== PASSAGE GIVEN ==
Reception and Reaction Process

CHAPTER

1

Paying Attention to Television

Daniel R. Anderson

John Burns

University of Massachusetts

It is surprising that there has been so little investigation into the nature of attention to television. Of the many thousands of empirical studies of television viewing and its effects, only a few dozen have included attention as a central focus, and a relatively few others have included attention as a subsidiary consideration. The lack of research is surprising for several reasons: (a) Television’s great effectiveness as a medium of mass communication is often attributed to its power of eliciting and maintaining attention; words such as “mesmerizing” are commonly used to describe this power, (b) Attention is often assumed to play a role in television’s impact. Most directly, TV is frequently declared as affecting attentional abilities, such as reducing children’s “attention spans.” (c) Most of television’s presumed impact, of course, is due to the content retained by the viewers. It is obvious, however, that content is not uniformly absorbed by viewers; rather, there are numerous levels of selection that go on as part of television use. Selective attention is surely an aspect of this process, and is therefore a potentially crucial intervening factor in the effects of content, (d) Finally, from the practical point of view of the television producer or sponsor, eliciting and maintaining attention is an essential ingredient in gaining an audience.
Despite a lack of widespread research effort, several research groups have systematically examined attention to television since the mid-1970s, and other researchers have provided additional information. The dozen years of research have provided consistent descriptive data on some aspects of attention to television and a great deal has been learned. This chapter provides a summary of the major findings. After some definitional considerations we examine visual, auditory, and intensive aspects of attention to television. We conclude with a brief mention of theoretical approaches to the problem and then indicate major areas in which research is needed.
Defining Attention to Television
Any general definition of attention will be somewhat unsatisfactory until a scientific consensus has been established on the fundamental nature of human information processing. Without such a consensus, definitions must be provisional. For our purposes here, we consider attention to be a set of overt and covert perceptual and orienting processes by means of which information becomes available to central information-processing activities. Attention thus serves to channel some information to be processed by central cognitive functions, whereas other information is excluded. The issue of how attention is controlled and directed provides a fundamental problem for psychology long associated with the difficult issues of will and consciousness (e.g., James, 1890; Pillsbury, 1908), problems with which psychology has not always been prepared to cope (cf. Johnston & Dark, 1986; Neisser, 1967).

(Point annotation data)

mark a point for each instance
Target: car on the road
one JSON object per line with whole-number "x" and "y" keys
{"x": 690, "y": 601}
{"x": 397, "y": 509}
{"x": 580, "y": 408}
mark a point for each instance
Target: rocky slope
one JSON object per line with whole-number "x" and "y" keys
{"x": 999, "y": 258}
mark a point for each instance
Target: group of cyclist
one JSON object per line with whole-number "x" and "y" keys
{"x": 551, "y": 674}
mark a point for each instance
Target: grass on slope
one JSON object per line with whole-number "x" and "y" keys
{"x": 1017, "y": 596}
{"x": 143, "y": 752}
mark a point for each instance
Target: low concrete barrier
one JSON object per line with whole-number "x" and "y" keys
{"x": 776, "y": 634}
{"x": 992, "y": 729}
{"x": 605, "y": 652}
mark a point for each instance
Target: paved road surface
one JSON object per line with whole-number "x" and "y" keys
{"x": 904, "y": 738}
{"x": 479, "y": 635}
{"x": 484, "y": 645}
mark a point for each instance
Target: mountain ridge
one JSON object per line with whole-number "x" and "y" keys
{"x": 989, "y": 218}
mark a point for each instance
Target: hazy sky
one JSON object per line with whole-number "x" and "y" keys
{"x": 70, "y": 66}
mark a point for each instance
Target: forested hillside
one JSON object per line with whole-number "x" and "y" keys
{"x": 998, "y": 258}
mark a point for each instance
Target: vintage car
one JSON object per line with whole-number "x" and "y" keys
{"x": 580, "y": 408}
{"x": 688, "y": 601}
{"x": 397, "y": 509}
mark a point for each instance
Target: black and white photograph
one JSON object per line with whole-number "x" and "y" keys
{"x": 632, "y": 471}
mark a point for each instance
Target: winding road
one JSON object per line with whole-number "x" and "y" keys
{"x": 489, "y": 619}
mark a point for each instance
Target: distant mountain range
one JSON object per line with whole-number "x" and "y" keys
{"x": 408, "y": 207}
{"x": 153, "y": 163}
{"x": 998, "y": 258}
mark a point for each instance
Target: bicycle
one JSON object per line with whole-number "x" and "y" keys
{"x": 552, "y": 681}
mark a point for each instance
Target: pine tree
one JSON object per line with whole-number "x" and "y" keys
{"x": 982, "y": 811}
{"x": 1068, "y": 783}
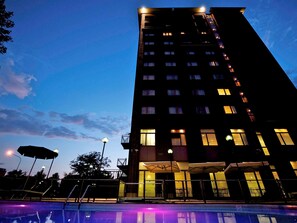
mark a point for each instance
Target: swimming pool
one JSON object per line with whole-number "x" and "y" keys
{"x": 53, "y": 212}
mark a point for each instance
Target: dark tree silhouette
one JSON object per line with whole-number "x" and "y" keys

== GOAL OF THE EXERCISE ==
Write what comes next in the chapter on attention to television, picking up right after its last sentence.

== RESPONSE ==
Mainstream Research on Attention
In contrast to recent optimism expressed by Reeves, Thorson, and Schleuder (1986) to the effect that general research on attention can help cast light on attention to television, we find that such research has had relatively little to offer. Unfortunately, most research and theory on attention concerns stimuli and settings that are not particularly relevant to the television viewing situation. Stimuli are usually simple, repetitive, unimodal, and not particularly meaningful to the experimental subjects; time courses of stimulation often involve durations of milliseconds to a few seconds; and the context usually involves repetitive, boring, speeded tasks in laboratory settings (see Johnston & Dark, 1986; Parasuraman & Davies, 1984, for reviews).
Television viewing, in contrast, involves complex multimodal and meaningful stimulation experienced over a time period of minutes to hours. Television is usually experienced in a familiar, comfortable, and comforting environment (i.e., the viewer’s home) and rarely does the viewer have a specific externally assigned goal in viewing. With a few exceptions, then, principles of attention derived from nontelevision investigations, as interesting as they may be in their own right, do not have obvious face value for understanding the nature of attention to television. As such, researchers studying attention to television have largely been on their own, developing methodologies and theoretical concepts appropriate to television viewing. The difficulties of such methodological development probably account for the relatively small amount of research on attention to television.
Research on attention to television has been concerned primarily with three issues: visual orientation (looking) toward the TV screen, listening to TV, and intensity of attention to TV. Most of the published research concerns looking at television, a lesser amount concerns intensity of attention, and a very small amount concerns listening to TV. Subjects of the research have primarily been children.
VISUAL ATTENTION TO TELEVISION
Visual attention to television has been examined in two ways: visual orientation and visual fixation. Visual orientation is defined as head and eyes oriented toward the TV screen. Visual fixation is defined as the relatively precise location on the screen toward which the eyes are directed. Because visual orientation is far more easily measured than visual fixation, most research employs visual orientation as its measure of visual attention. We first summarize the research on visual orientation (usually called looking) and then briefly discuss visual fixation.
Looking at Television
Looking at television has been examined in “laboratory” situations and in home observational studies. Laboratory studies involve presentation of video material ranging from a few minutes to 2 hours duration, in a pleasantly furnished viewing room. Subjects may be videotaped, with the videotapes subsequently rated for visual orientation toward the TV. In some studies, rating of visual orientation may be done at the time the viewer is presented the TV program. The advantages of laboratory investigations are usually in terms of experimental control of the video material and viewing environment. The disadvantages are uncertain ecological validity and the relatively small amount of video material presented.
Home observation studies usually involve videotaping or filming naturally occurring television viewing over an extended period of time. These studies are relatively strong in terms of ecological validity and amount of viewing observed, but lack ready opportunities for experimental manipulation. Home observation studies are also very expensive. At this point, results obtained from home observation appear to be quite consistent with comparable results obtained from laboratory studies. There is no evidence that laboratory procedures that examine looking at television lack ecological validity.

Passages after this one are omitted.